Ford, on the other hand, has had sales drop from 6.6 million in 2017 to 3.9 million sales in 2021. Ford gets about 60% of its unit sales from North America and about 21% from Europe and 19% from China. Both Europe and China have very high gas and diesel costs, and also strong government incentives to go electric. It will be difficult for Ford to maintain unit volume with the strong electric vehicle competition coming in those 2 regions. In the US, the high fuel prices and the supply chain difficulties will likely reduce sales. Ford has some strong EVs coming out, but the volumes are too low to move the needle. I’d expect quarterly unit sales to decline by about 50,000 a quarter over the next 2 years. So, that’s 950,000 in Q1 2022, 900,000 in Q2, 850,000 in Q3, 800,000 in Q4, 750,000 in Q1 2023, 700,000 in Q2, 650,000 in Q3, and 600,000 in Q4 2023.

If it plays out that way, it would be in about 15 months, or Q3 2023, that the unit sales of Tesla and Ford cross.

Conclusion

The thing that is interesting to me is that each of the 4 measures crosses over at a different time.

  1. Market cap was similar from 2016 to 2019, and then in 2020 the market decided Tesla was worth a lot more.

:: DATA EXTRACT ::
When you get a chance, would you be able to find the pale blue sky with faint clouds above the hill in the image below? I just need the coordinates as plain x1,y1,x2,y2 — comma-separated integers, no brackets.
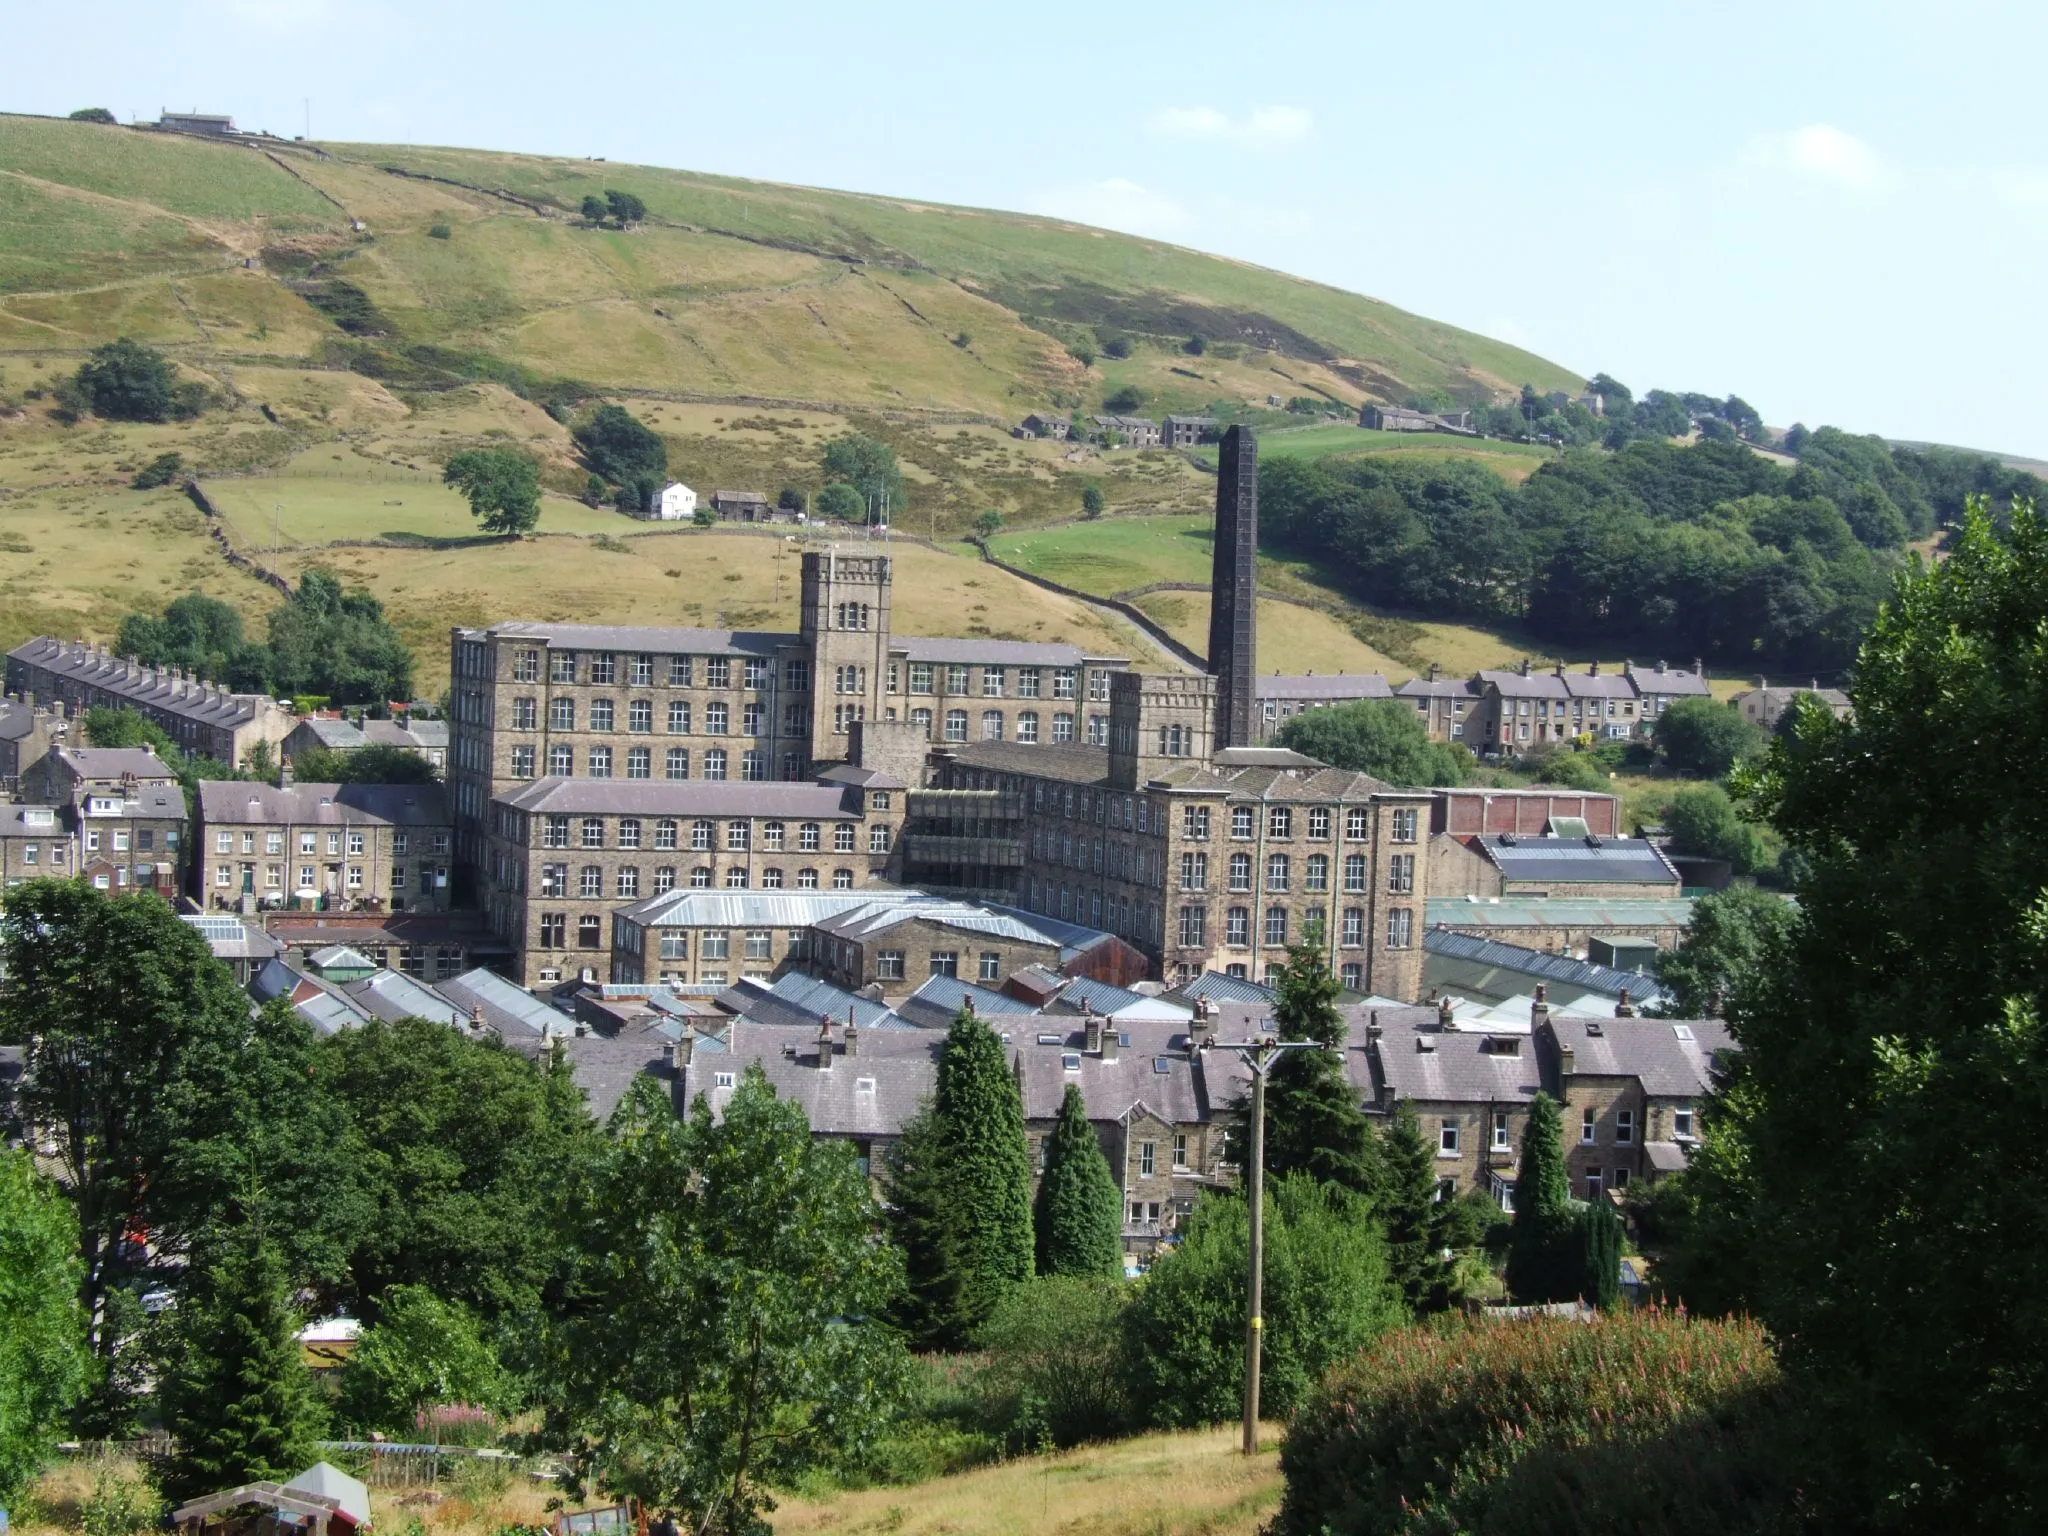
0,0,2048,459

:: REQUIRED WORK ::
1) Answer these questions about the Ford sales forecast:
(a) What share of Ford's unit sales comes from Europe?
(b) In which quarter would the unit sales of Tesla and Ford cross?
(c) In what year did the market decide Tesla was worth a lot more?
2) Do these statements agree with the Ford sales forecast?
(a) Ford's sales fell from 6.6 million in 2017 to 3.9 million in 2021.
(b) All four measures cross over at the same time.
(c) Ford's coming EVs have volumes large enough to move the needle.
3) Can you give the Ford sales forecast again from "If it plays" to "a lot more.", switching "Tesla" to "GM"?

:: ANSWERS IN ORDER ::
1)
(a) About 21%.
(b) Q3 2023, in about 15 months.
(c) 2020.

2)
(a) Yes: "Ford, on the other hand, has had sales drop from 6.6 million in 2017 to 3.9 million sales in 2021."
(b) No: "each of the 4 measures crosses over at a different time."
(c) No: "the volumes are too low to move the needle."

3)
If it plays out that way, it would be in about 15 months, or Q3 2023, that the unit sales of GM and Ford cross.

Conclusion

The thing that is interesting to me is that each of the 4 measures crosses over at a different time.

  1. Market cap was similar from 2016 to 2019, and then in 2020 the market decided GM was worth a lot more.